_Texte_:
··········
Pour les New-Yorkais, la Saint-Patrick est une parade mais c’est aussi une gigantesque fête qui prend fin tard dans la nuit après que des hectolitres de bière noire aient été avalés dans toute la ville. En Irlande, jusqu’aux années 1970, les pubs restaient fermés ce jour là. Mais pour les connaisseurs, la Saint-Patrick à New-York est aussi l’occasion d’entendre de la très bonne musique irlandaise, dans les pubs, ou en assistant au grand concert officiel qui a souvent lieu au Carnegie Hall, actuellement en travaux. Baptisé « Celtic-Appalachia» en 2013, le concert de gala s’est tenu au Symphony Hall, dans l’Upper West Side. Traditionnellement, c’est à Mick Moloney, célèbre musicien et universitaire irlandais vivant aux Etats-Unis que revient la mission de concocter un programme rassemblant quelques-uns des meilleurs musiciens irlandais d’Amérique du Nord et au-delà. Signe d’ouverture, cette année, l’affiche faisait la part belle à un groupe d’interprètes de musique Old Time, des Appalaches.
··········
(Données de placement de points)
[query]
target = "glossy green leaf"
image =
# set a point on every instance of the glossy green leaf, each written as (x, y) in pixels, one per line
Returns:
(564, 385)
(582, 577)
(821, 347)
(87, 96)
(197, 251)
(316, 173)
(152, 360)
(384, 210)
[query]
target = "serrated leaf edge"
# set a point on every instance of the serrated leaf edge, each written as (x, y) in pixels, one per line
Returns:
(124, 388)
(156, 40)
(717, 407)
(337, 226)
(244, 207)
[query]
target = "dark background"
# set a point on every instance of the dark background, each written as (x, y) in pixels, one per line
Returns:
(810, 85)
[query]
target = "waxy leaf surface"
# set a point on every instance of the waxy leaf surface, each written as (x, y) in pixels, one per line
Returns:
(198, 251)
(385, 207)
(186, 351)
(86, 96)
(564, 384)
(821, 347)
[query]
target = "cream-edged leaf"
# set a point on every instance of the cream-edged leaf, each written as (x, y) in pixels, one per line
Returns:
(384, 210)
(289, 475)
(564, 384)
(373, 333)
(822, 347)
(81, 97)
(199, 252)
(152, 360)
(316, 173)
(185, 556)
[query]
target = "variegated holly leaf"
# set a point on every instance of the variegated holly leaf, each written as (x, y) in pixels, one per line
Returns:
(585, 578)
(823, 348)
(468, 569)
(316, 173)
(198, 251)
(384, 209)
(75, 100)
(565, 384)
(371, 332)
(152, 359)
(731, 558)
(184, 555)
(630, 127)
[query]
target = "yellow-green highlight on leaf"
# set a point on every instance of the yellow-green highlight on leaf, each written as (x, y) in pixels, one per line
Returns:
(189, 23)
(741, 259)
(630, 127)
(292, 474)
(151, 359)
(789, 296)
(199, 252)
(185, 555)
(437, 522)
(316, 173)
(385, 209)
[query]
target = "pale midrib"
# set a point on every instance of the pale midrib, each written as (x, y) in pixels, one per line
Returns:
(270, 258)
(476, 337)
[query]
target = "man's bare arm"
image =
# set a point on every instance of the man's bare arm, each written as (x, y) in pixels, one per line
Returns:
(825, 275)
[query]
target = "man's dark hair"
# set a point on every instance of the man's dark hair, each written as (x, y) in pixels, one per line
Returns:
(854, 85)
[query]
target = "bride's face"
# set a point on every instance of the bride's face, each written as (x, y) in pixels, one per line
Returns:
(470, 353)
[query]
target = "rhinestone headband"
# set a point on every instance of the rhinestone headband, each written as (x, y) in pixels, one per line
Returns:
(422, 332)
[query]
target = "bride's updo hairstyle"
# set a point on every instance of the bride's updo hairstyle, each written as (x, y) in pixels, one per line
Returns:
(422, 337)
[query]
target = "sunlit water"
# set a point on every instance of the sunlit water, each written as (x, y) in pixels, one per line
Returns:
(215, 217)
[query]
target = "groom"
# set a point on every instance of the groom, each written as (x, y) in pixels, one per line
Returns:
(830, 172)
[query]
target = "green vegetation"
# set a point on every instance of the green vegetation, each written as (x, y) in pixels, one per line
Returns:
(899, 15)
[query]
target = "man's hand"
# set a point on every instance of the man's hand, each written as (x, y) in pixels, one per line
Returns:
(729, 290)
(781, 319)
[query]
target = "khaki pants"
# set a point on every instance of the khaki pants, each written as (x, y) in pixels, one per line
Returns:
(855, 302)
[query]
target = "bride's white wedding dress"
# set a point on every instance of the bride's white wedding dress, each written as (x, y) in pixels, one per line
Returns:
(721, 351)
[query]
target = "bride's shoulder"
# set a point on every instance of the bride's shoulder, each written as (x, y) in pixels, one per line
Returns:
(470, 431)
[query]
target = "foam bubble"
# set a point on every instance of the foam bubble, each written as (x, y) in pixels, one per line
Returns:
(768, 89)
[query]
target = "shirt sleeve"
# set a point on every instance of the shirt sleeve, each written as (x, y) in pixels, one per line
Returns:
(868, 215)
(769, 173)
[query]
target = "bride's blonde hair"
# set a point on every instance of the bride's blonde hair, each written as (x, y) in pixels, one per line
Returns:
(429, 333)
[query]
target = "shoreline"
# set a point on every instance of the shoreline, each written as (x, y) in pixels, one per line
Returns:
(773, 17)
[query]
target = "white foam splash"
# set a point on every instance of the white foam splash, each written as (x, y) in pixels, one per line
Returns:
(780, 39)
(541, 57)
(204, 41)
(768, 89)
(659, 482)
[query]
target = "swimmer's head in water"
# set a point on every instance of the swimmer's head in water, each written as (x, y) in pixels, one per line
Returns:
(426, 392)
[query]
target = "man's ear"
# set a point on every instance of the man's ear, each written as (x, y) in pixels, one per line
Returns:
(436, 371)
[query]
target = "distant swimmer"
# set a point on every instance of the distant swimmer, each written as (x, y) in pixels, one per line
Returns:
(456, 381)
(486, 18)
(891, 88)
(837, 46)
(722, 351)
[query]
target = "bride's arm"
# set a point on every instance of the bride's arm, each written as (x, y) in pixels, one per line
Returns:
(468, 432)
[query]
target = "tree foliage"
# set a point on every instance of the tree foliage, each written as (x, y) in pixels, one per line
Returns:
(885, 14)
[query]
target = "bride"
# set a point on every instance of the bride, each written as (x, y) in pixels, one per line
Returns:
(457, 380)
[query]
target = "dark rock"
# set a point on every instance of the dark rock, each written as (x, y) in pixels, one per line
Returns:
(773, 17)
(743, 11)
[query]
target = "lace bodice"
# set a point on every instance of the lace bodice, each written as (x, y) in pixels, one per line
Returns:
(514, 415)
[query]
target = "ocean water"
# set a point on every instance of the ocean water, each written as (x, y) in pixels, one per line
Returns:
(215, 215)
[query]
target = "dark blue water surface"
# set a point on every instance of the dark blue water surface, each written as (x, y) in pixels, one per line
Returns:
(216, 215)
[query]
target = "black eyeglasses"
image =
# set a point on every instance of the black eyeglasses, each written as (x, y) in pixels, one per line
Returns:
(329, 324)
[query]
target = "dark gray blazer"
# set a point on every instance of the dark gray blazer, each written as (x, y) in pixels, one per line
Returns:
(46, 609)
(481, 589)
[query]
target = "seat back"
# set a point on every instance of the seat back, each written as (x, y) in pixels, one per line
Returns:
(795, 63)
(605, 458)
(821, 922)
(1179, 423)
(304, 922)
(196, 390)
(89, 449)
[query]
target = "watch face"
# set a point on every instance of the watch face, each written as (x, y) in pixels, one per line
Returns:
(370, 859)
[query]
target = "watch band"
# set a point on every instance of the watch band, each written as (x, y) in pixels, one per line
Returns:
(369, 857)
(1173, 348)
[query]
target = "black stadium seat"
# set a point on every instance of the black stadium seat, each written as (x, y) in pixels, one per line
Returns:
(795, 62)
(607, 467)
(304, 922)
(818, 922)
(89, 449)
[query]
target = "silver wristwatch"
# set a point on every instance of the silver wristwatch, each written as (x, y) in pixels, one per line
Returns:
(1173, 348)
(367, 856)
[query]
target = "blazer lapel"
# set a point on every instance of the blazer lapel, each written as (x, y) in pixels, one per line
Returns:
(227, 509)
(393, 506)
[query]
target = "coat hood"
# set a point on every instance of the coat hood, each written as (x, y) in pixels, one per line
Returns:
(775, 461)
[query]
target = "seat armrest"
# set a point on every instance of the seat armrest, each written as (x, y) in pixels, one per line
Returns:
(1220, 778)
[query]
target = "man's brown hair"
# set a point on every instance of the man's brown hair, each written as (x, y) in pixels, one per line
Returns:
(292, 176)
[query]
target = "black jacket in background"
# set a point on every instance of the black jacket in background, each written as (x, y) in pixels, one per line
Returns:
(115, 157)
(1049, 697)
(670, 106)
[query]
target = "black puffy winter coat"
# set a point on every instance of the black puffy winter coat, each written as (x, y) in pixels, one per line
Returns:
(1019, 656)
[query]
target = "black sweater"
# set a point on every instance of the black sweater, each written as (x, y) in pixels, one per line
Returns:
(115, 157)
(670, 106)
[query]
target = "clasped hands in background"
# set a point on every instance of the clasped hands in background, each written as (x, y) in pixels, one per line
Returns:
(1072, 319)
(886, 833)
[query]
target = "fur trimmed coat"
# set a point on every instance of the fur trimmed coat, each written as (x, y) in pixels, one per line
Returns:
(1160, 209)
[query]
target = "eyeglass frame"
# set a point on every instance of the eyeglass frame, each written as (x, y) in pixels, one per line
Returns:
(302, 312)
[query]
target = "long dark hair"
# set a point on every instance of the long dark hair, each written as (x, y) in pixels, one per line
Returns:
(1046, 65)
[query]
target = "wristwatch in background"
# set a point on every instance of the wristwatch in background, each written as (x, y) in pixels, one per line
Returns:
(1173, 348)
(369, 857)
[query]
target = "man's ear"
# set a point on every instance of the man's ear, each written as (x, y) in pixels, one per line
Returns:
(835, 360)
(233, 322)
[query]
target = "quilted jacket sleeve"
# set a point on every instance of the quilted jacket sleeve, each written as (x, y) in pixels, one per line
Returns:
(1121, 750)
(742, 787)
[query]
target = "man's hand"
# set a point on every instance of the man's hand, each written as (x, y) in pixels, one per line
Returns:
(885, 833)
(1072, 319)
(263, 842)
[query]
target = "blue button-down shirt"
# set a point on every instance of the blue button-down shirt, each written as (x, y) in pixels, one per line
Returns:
··········
_Exercices à réaliser_:
1: Selon le texte sur la Saint-Patrick à New York, dans quelle salle le concert de gala s'est-il tenu en 2013 ?
2: Reprenez le texte sur la Saint-Patrick à New York et prolongez-le à partir de sa dernière phrase.

_Réponses attendues_:
1: Au Symphony Hall, dans l'Upper West Side.

2:
 

Manhattan village

Quelque soit le prétexte, une visite à New-York laisse rarement indifférent. Que l’on découvre sa célèbre Skyline, sa ligne d’horizon découpée par les gratte-ciels, à travers les hublots de l’avion, du haut de l’Empire State building ou à bord d’une embarcation sur la rivière Hudson, New-York nous offre un panorama urbain à couper le souffle et à nul autre pareil. Lorsqu’on sort pour la première fois du Subway dans les quartiers de grattes-ciels de Midtown ou de la City, on ne peut qu’être subjugué par leur hauteur, bien sûr, mais aussi surpris de devoir reconnaître une réelle beauté à ces panoramas vertigineux. Une forêt d’arêtes, de bouts de ciel massicotés, de lignes de fuites sans cesse contrariées découpe le ciel en une géométrie inconnue en Europe. En bâtissant New-York dans les airs, ses architectes ont donné naissance à une véritable chaîne de gratte-ciels qui culminent dans certains endroits de l’île et s’affaissent totalement en d’autres, laissant place à des vallées urbaines, où les immeubles deviennent des maisons de quelques étages seulement, formant des quartiers coquets et arborés, aux rues souvent pavées, à l’instar de Chelsea, Greenwich village ou Soho.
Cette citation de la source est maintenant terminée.